• **STUDY QUESTIONS**
#1 In the chess blog posts, reproduce the passage between "Looking for Mate" and "after 2 moves.", inclusive, switching "checkmate" to "mate".
#2 Answer these questions about the chess blog posts:
(a) In what year was the game between David Janowski and Emil Schallop played?
(b) In which city is the 2022 Chess Olympiad being held?
(c) How many games were forfeited at the recent ACT Chess Championship?
#3 List the titles of all the posts in the chess blog posts.

• **EXTRACT TO READ**
════════════════════

Nice tactic - rediscovered

 I witnessed a very nice tactical idea at the Gungahlin Chess Club this evening. However it did look familiar, so I decided to find out where it had been played before. The problem was that I could remember the position, but not the moves, and for some crazy reason, thought it had started as an Exchange French (it had not). Luckily my copy of Chessbase had the game, which was played David Janowski and Emil Schallop in 1896. 126 years later Masaki Horikawa was able to find the same winning idea.

Horikawa, Masaki - Yu, Leiming [D21]
Belconnen Open 7.6.2022

Monday 6 June 2022

Winning > Losing

 I think I recently mentioned that to me, losses hurt immediately, by victories are more enjoyable over time. To test this theory, here is a loss from a club game last week. The immediate cause of the loss was flag fall, but I was in time trouble because I had lost control of the position earlier on (despite being a piece up). Good defence from my opponent btw, which definitely contributed to my shortage of time.

Press,Shaun - Forace,Lee [A55]
Belconnen Cup, 01.06.2022

Looking for Mate in 2's

 One form of chess that seems to still exists mainly on paper rather than online is the Mate in 2 (or more) problems. And by that I mean proper Mate in 2 problems, rather than easy tactics which result in a fairly obvious checkmate after 2 moves.

While lots of players find such problems weird, they serve as an excellent training tool. Accurately calculating the first 3 moves of any sequence of moves reduces your chances of making a blunder significantly. And if you can spot the likely move quickly, then how you sort your candidate moves will also improve. 

But as the title says, finding an online (rather than a printed) source is proving difficult. Suggestions accepted with thanks.

Friday 3 June 2022

Travel good, paperwork bad

 I'm just in the process of applying for a visa to travel to the 2022 Chess Olympiad in Chennai. I've already spent a couple of hours on the process (Fathers place of birth, really?), and am still a long way off completion (Passport as PDF, oh wait, PDF document is too large). I fear that this may be the smallest chess olympiad in years, simply because people won't have finished the process in time to catch their flight.

Wednesday 1 June 2022

After action report

 In any important chess tournament, there are always a few incidents to report. In the case of the recent ACT Chess Championship, a few spring to mind.

There was one game involving a 50 move claim, and one game that almost had one. In the case of the game that reached 50 moves without a pawn move or capture, the first claim was in fact for a repetition. However instead of writing the move on the scoresheet, he picked up the piece to demonstrate the move he intended to play. Unfortunately this simply meant he had to move the piece, and could not then make a claim, as it was his opponents move. His opponent then avoided the repetition, but there were enough checks to reach (and indeed go past) the 50 move mark, at which point a correct claim was made.

The other game saw 48 moves of RvB before the stronger side offered a draw. 

The other main issue was players missing their games. Fortunately there were only 2 games forfeited, and I assume both were simply not knowing the tournament schedule. In one case a player played the 1st round (7pm Friday), failed to appear for the 2nd (the following morning), but did turn up at 7pm (Saturday) thinking the 2nd round started at that time (NB no one else was confused). They then said they would turn up for the 2:30 round the next day (as they weren't paired in the morning round), but once again failed to appear (and weren't included in the pairings). Then they turned up an hour into the 6th round (Monday) asking if they had a game, at which point I suggested that entering the tournament may have not been a good idea.

No mobile phone forfeits, although one player did take their bag out of the playing hall, during their game, and as it did contain a phone, lost the game. After explaining the situation to the player concerned he both accepted the ruling, and understood the reasoning behind it.

════════════════════

(Records from a collection)
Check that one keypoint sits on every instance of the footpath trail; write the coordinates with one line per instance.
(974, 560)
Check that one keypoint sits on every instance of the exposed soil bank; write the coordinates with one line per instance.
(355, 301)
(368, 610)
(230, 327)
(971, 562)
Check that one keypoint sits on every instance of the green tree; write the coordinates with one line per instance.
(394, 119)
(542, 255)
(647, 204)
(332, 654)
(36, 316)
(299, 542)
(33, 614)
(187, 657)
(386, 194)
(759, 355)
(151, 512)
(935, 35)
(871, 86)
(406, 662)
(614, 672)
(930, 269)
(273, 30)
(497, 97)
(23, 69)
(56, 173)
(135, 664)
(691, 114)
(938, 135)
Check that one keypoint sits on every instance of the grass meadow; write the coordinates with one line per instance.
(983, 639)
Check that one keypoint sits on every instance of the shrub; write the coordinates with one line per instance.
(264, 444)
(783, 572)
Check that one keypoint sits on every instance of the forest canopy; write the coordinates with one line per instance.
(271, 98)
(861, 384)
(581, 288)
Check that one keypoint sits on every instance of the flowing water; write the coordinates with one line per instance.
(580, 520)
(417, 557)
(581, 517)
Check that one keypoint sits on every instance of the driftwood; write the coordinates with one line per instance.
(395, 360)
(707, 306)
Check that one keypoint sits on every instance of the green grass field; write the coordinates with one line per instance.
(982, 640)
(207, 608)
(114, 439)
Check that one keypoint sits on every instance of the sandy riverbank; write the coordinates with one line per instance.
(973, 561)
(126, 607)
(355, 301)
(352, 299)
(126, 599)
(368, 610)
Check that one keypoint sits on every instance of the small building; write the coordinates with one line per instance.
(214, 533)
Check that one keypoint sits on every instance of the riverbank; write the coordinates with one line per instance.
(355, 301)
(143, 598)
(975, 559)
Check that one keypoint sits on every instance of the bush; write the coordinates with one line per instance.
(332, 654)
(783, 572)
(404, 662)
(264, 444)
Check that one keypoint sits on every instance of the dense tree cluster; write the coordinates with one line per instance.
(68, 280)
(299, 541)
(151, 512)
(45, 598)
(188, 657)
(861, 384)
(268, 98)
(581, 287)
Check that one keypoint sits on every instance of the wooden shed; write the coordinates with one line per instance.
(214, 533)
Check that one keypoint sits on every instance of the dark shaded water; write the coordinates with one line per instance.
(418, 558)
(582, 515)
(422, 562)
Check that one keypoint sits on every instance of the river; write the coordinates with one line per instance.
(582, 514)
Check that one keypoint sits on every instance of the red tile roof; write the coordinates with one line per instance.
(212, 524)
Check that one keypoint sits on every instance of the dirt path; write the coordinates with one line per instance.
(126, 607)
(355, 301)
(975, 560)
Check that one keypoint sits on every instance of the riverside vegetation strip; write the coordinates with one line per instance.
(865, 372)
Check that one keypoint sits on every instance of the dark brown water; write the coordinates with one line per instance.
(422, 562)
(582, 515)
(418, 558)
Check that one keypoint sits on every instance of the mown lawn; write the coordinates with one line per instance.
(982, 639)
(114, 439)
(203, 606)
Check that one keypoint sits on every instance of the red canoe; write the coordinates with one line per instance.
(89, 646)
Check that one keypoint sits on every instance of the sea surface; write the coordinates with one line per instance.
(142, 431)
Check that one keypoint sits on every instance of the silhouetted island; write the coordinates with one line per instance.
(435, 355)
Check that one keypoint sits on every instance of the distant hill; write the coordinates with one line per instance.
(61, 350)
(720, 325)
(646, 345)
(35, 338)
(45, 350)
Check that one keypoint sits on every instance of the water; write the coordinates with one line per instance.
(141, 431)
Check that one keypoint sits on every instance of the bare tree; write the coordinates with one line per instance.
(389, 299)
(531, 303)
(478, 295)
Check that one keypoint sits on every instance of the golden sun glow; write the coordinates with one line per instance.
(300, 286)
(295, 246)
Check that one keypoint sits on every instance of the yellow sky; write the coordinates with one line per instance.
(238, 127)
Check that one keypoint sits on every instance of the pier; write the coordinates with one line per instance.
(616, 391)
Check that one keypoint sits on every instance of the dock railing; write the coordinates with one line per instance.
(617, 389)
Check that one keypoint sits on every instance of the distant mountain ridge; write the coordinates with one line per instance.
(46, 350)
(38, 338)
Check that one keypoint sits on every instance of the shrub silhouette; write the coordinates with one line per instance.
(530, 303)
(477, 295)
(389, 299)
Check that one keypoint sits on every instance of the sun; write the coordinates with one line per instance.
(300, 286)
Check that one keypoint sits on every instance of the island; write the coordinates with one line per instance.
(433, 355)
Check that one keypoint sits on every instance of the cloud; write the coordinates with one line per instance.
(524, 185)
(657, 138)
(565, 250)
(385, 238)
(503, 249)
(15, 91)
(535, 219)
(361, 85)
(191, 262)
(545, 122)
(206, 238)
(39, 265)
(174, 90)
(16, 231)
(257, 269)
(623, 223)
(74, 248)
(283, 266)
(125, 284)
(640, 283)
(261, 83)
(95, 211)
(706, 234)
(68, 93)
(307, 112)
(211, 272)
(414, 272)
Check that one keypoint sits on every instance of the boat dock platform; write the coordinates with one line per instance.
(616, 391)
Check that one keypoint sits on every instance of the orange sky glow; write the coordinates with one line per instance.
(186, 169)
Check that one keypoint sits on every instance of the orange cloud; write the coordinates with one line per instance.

════════════════════

• **RESULTS BY TASK**
#1
Looking for Mate in 2's

 One form of chess that seems to still exists mainly on paper rather than online is the Mate in 2 (or more) problems. And by that I mean proper Mate in 2 problems, rather than easy tactics which result in a fairly obvious mate after 2 moves.

#2
(a) 1896
(b) Chennai
(c) 2

#3
Nice tactic - rediscovered
Winning > Losing
Looking for Mate in 2's
Travel good, paperwork bad
After action report